CHALLENGE: Print the lines below without any change, from the line containing "Ground man's right" up to and including the line containing "[[403, 42, 520, 134]]".

Some records:

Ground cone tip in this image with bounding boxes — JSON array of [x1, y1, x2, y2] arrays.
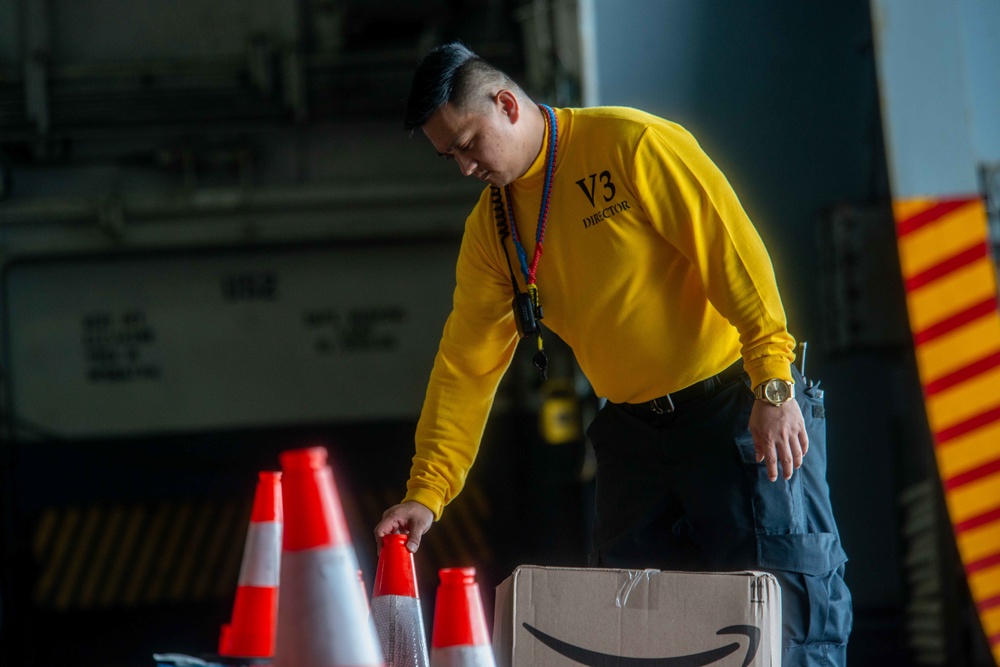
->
[[438, 567, 476, 584], [278, 446, 327, 471]]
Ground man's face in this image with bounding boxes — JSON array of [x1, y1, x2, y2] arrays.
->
[[423, 100, 530, 187]]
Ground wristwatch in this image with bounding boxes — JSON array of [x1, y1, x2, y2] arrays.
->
[[753, 378, 795, 405]]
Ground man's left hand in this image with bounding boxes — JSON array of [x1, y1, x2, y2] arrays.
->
[[750, 400, 809, 482]]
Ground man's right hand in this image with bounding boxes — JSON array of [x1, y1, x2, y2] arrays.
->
[[375, 500, 434, 553]]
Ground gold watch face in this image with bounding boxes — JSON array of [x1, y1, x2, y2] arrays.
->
[[764, 380, 791, 403]]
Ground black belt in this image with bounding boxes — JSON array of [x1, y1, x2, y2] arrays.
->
[[619, 358, 743, 415]]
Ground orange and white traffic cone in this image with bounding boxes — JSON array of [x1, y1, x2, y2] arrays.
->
[[274, 447, 383, 667], [431, 567, 496, 667], [372, 535, 430, 667], [219, 472, 283, 658]]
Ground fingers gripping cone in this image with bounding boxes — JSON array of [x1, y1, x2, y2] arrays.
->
[[219, 472, 283, 658], [431, 567, 496, 667], [274, 447, 383, 667], [372, 535, 430, 667]]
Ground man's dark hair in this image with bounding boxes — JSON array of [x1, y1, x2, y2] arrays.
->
[[403, 42, 517, 134]]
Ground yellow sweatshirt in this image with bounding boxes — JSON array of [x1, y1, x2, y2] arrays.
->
[[406, 107, 795, 517]]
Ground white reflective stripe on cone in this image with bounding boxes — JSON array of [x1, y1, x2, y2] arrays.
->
[[431, 644, 497, 667], [274, 544, 383, 667], [239, 521, 283, 588], [372, 595, 428, 667]]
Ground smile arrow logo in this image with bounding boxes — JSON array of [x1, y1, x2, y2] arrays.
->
[[523, 623, 760, 667]]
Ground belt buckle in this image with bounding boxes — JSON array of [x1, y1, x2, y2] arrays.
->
[[649, 394, 674, 415]]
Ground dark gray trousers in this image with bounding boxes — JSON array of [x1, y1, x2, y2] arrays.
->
[[587, 368, 852, 667]]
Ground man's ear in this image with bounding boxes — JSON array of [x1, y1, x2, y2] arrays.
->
[[494, 88, 521, 123]]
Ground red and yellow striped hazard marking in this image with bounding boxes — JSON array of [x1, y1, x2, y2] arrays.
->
[[894, 197, 1000, 664]]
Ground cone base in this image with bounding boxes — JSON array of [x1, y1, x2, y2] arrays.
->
[[274, 546, 383, 667]]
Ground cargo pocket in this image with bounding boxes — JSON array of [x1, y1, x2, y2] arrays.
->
[[735, 433, 807, 534], [757, 533, 853, 646]]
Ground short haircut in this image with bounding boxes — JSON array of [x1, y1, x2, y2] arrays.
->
[[403, 42, 520, 134]]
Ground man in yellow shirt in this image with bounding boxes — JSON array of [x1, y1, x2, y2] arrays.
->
[[375, 44, 851, 665]]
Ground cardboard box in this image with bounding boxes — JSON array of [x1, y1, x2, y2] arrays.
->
[[493, 565, 781, 667]]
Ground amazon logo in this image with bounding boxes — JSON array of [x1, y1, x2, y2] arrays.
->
[[522, 623, 760, 667]]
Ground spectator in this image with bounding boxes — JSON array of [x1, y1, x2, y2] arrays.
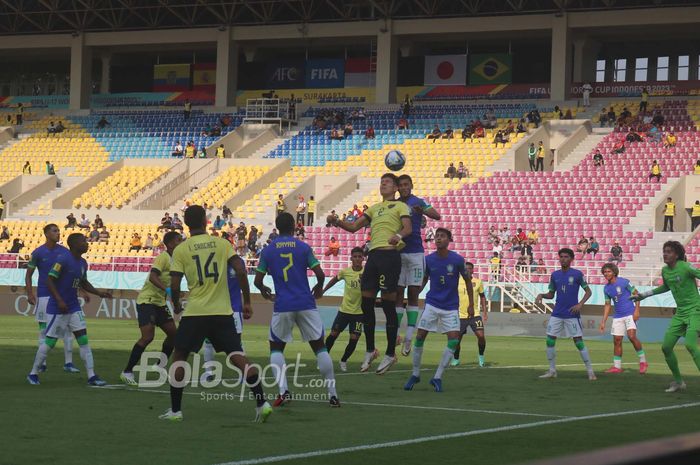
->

THE REPLY:
Ground man's right hand in this image with bounding boxes — JSON array of [x1, y1, x2, y2] arrays.
->
[[375, 500, 434, 553]]
Ground gold watch face in this image with bounding boxes — JSON array of [x1, y1, x2, y2] arrays.
->
[[764, 380, 791, 403]]
Ground black belt in this image with bounding boxes — JSON array of [x1, y1, x2, y2] arrays.
->
[[619, 358, 743, 415]]
Ground orange and white traffic cone in this image with bounding boxes — JSON array of [x1, y1, x2, y2] arrays.
->
[[274, 447, 383, 667], [431, 567, 496, 667], [372, 535, 430, 667], [219, 472, 283, 658]]
Ground fingers gripping cone in this image with bounding boxes — JSON array of [x1, y1, x2, y2] arrays.
->
[[219, 472, 283, 658], [431, 567, 496, 667], [274, 447, 383, 667], [372, 535, 430, 667]]
Ground man's dark hair in this image with bounding boxes — JSON array of [x1, y1, x2, y2] arrays.
->
[[403, 42, 517, 134]]
Ground yellow sweatshirt in this image with bounding boxes — JSON array of [x1, y1, x2, y2] arrays.
->
[[406, 107, 795, 517]]
Ground white reflective stripe on cone in this image with bounding boxes — JSON array of [x1, y1, x2, y2] arrays.
->
[[431, 644, 497, 667], [274, 544, 383, 667], [239, 521, 283, 588], [372, 595, 428, 667]]
Ground smile arrow logo in this image with bounding boxes — JSON array of [x1, y1, x2, y2] arrays.
->
[[523, 623, 760, 667]]
Ground belt buckle in this image with bounding boxes — JSON array of [x1, y1, x2, y2] arrays.
->
[[649, 394, 674, 415]]
Ground dark gray trousers in this image with bounding boxes — JSON array of [x1, y1, x2, y2] arrays.
->
[[587, 368, 852, 667]]
Ground man's ear in this image with bounding boxes — JSON array of [x1, y1, x2, y2] arrays.
->
[[494, 88, 521, 123]]
Ground red and yellow striped hazard marking in this image with bounding boxes — JSON array of [x1, y1, x2, y2] arrays.
->
[[894, 197, 1000, 664]]
Ground cone base in this image with bounding boxes — JSON array of [x1, y1, x2, y2] arrays.
->
[[274, 546, 383, 667]]
Ground cargo pocket in this image with bounding boxes — JSON array of [x1, y1, x2, y2] arrays.
->
[[735, 433, 807, 534], [757, 533, 853, 646]]
Ground short haircut in this image with bounding boxes — JSON array of [x1, y1, x2, y2] arrays.
->
[[403, 42, 520, 134]]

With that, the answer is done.